Written exercise
Continue the passage below about the mermaid and the prince, starting after its last sentence.

Provided passage
When she goes to the surface, though, she doesn’t content herself with just viewing things from afar as most of her sisters did. No, she heads straight for the nearest humans she can find – on a ship in the middle of the ocean, and she watches them on deck for hours, completely captivated by these people so different from herself, particularly one handsome young man who happens to be a prince.
The mermaid is supposed to return after a few hours, but she is so enthralled that she can’t tear herself away, and it’s kind of a good thing because a storm comes up suddenly, and the ship is destroyed. She watches the prince sink beneath the waves, and at first, she’s pleased because it means he can live under the water with her, but then she remembers that he’s human and can’t breathe water and so would just die, so she saves him instead. This is a nice little twist on the traditional Siren mythology.
She takes him to shore, but she can’t do any more than that for him. However, she can’t bear to leave without knowing that he’s safe, so she waits until some girls come out with the daylight, find him, and take him in to care for him. Once the mermaid knows he’ll live, she returns back home.
Once home again, she refuses to share her adventure with anyone, and partially at least, it’s no wonder. We’re told that her sisters have reached the age where going above the surface is something they can do at any time, so the novelty has worn off, and they’re pretty much over it. But the littlest mermaid isn’t. In fact, she’s more obsessed than ever, especially after her grandmother tells her that though humans can’t live for hundreds of years the way mermaids can, they do have souls, and so gain eternal life after their deaths.

Provided records
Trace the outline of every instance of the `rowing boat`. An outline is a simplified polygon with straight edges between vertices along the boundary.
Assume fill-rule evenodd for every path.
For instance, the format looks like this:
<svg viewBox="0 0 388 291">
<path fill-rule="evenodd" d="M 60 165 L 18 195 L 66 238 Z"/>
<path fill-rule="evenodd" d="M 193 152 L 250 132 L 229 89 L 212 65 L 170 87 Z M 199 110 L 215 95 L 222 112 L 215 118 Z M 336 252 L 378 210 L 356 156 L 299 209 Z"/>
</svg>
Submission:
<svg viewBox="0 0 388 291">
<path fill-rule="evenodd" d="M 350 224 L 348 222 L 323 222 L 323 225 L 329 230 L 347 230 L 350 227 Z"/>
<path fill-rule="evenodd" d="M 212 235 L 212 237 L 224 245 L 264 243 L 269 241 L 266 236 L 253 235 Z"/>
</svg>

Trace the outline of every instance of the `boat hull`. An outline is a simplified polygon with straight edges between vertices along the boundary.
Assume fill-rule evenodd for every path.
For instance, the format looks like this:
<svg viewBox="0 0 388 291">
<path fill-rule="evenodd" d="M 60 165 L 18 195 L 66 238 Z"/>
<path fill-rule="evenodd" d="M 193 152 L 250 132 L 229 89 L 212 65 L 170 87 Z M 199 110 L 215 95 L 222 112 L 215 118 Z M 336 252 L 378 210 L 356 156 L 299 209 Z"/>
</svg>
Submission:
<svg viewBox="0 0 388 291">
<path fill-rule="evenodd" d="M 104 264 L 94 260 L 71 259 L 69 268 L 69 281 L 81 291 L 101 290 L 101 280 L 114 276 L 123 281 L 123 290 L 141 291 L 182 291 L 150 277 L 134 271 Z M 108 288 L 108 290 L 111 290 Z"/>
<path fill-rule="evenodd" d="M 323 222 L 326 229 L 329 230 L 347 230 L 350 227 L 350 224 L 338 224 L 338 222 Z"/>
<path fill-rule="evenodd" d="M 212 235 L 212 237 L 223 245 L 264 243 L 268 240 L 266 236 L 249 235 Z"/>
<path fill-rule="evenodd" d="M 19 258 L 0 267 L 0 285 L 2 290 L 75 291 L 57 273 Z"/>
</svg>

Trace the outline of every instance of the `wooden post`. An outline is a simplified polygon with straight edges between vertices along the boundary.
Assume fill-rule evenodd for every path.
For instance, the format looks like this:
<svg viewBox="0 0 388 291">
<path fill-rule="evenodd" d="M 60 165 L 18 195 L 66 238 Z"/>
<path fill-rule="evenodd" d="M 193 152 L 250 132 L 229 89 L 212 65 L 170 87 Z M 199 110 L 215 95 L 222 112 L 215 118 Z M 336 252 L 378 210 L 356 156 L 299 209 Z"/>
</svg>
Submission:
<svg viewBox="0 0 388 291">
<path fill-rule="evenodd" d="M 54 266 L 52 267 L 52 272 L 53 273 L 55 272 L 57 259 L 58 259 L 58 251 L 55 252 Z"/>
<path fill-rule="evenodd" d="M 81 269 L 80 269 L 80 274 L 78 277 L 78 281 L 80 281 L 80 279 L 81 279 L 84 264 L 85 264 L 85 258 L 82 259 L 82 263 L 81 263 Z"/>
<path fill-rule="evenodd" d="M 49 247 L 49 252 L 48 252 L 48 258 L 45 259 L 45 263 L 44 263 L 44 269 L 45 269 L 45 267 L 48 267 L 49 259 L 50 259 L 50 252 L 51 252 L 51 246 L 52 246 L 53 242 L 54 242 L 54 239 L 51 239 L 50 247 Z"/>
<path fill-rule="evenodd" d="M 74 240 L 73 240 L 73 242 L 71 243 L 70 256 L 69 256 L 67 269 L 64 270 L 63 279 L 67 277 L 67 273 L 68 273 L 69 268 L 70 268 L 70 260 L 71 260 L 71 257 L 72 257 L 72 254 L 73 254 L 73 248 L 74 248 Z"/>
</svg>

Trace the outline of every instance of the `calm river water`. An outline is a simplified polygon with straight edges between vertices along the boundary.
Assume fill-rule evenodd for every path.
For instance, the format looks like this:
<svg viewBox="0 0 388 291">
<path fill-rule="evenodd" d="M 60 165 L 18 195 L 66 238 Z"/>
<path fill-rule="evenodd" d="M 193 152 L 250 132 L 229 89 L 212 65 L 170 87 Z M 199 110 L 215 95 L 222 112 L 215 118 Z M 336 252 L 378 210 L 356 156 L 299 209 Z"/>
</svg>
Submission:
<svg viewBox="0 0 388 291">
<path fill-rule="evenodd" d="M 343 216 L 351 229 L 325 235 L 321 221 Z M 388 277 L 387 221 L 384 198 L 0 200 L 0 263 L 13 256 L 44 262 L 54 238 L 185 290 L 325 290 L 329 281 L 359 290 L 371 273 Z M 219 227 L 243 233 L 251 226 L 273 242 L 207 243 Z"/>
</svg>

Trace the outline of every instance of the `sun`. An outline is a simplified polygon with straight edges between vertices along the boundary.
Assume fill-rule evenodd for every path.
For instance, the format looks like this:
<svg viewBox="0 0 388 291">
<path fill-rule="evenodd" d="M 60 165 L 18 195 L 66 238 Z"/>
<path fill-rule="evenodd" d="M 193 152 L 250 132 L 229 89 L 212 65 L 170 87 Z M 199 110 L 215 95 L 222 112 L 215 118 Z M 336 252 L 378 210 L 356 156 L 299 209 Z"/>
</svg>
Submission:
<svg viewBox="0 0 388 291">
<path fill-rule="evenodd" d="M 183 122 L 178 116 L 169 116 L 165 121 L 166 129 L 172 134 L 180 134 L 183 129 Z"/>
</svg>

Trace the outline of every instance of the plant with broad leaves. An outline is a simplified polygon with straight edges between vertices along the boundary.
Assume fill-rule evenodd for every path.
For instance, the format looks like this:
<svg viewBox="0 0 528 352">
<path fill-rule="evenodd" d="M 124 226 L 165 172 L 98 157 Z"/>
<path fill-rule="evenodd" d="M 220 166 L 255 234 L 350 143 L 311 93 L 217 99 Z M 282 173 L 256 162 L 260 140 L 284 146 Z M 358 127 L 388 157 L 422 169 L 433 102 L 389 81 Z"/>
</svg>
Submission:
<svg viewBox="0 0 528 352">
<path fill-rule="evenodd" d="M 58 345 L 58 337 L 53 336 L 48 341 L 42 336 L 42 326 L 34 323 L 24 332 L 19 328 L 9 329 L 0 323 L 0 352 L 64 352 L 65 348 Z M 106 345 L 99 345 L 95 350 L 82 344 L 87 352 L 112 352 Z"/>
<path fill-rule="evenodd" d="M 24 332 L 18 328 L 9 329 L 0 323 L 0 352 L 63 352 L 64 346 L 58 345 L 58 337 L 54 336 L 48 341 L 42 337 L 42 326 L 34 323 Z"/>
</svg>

Answer to this exercise
And the little mermaid wants a soul desperately. Once she hears about this, she can’t get it out of her mind, just like the human world and her young prince. But the only way to get a soul is for a human man to love her more than anything else in his world, to agree to marry her, and so share his soul with her.
The little mermaid becomes obsessed with this idea, and with the prince she saved, who she has taken to watching from the sea as often as she can, and eventually, the obsession reaches the point (as they always seem to) where she goes and does Something Very Stupid.
She knows that if anyone has the power to help her get what she wants, it’s the Sea Witch. The Sea Witch is terrifying and powerful, and no one really goes near her because of those reasons, but the little mermaid gathers her courage and goes for a visit, and can I just say? The Sea Witch is one of my favorite characters in this story, and a lot of that has to do with the very first thing we hear her say:
“I know what you want,” said the sea witch; “it is very stupid of you, but you shall have your way, and it will bring you to sorrow, my pretty princess.”
Yeah. I love her.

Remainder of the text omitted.